Short exercise:
Rewrite the stretch from the line containing "Consider yourself a" through the line containing "(774, 461), (802, 504)", putting "task" in place of "assignment" and changing nothing else. Leave the pictures out of your answer.

Supplied records:
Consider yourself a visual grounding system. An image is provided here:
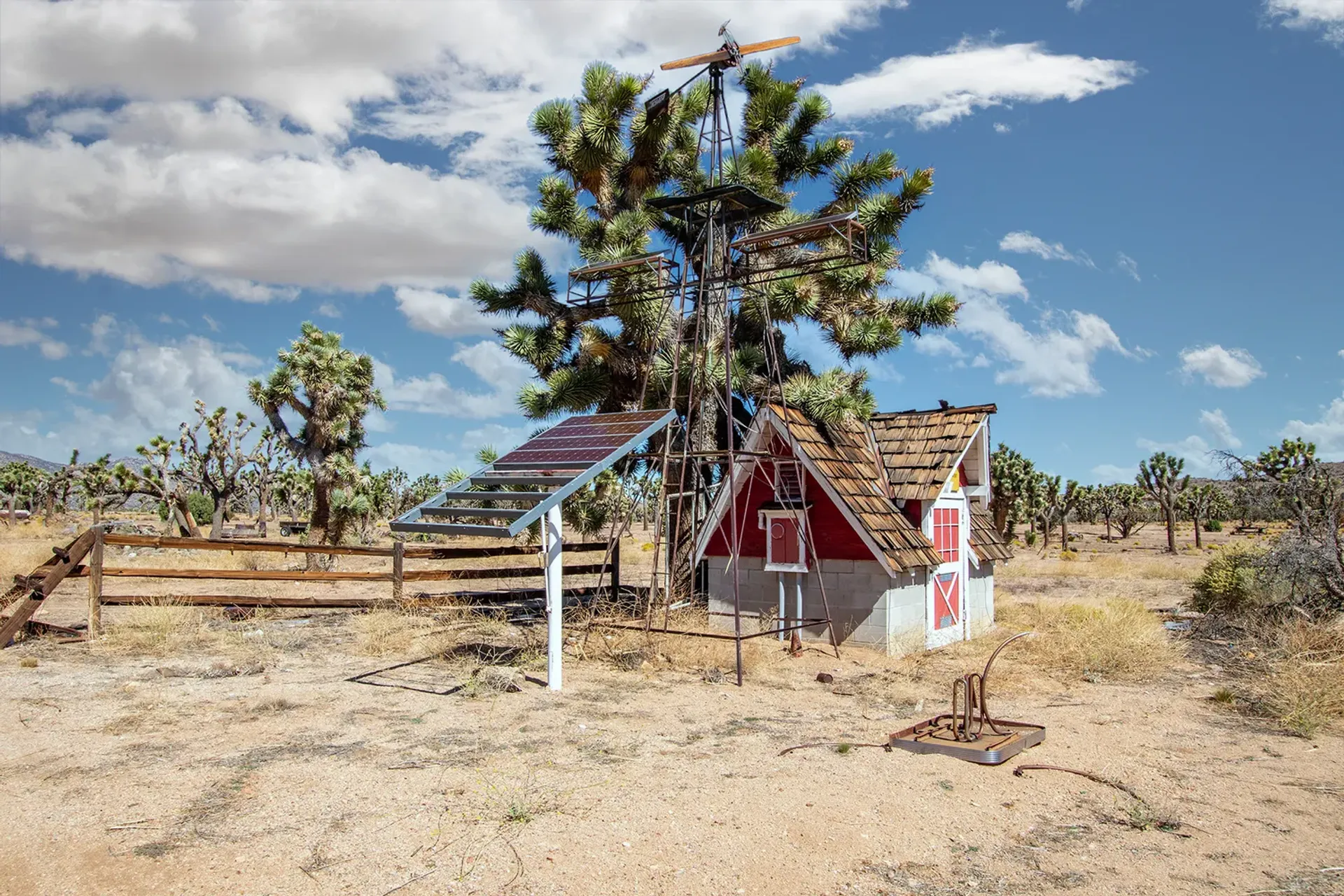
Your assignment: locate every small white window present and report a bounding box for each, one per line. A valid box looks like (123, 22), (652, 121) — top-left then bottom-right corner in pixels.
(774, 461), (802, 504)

==

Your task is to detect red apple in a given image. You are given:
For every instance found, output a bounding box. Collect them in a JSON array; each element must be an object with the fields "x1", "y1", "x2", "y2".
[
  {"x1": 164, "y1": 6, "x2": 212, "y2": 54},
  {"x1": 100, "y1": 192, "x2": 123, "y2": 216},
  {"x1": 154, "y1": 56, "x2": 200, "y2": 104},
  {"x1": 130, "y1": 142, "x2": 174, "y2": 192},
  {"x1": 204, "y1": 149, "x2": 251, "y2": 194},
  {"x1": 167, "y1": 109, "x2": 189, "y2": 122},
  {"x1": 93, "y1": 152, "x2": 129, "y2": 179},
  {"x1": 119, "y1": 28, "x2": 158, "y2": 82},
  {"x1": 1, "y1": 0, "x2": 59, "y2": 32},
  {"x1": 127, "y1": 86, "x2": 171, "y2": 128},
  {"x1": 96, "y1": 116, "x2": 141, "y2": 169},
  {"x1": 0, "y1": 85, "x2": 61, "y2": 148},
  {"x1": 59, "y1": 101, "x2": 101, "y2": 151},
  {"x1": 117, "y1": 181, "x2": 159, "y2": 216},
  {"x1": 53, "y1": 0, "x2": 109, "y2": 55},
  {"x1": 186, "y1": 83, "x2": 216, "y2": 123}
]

Response:
Consider yourself a visual grounding system. An image is provided here:
Your task: locate every small white window present and report a bounding box for each, one per line. A valid box looks like (123, 22), (652, 121) — top-left then bottom-right corner in pixels.
(774, 461), (802, 504)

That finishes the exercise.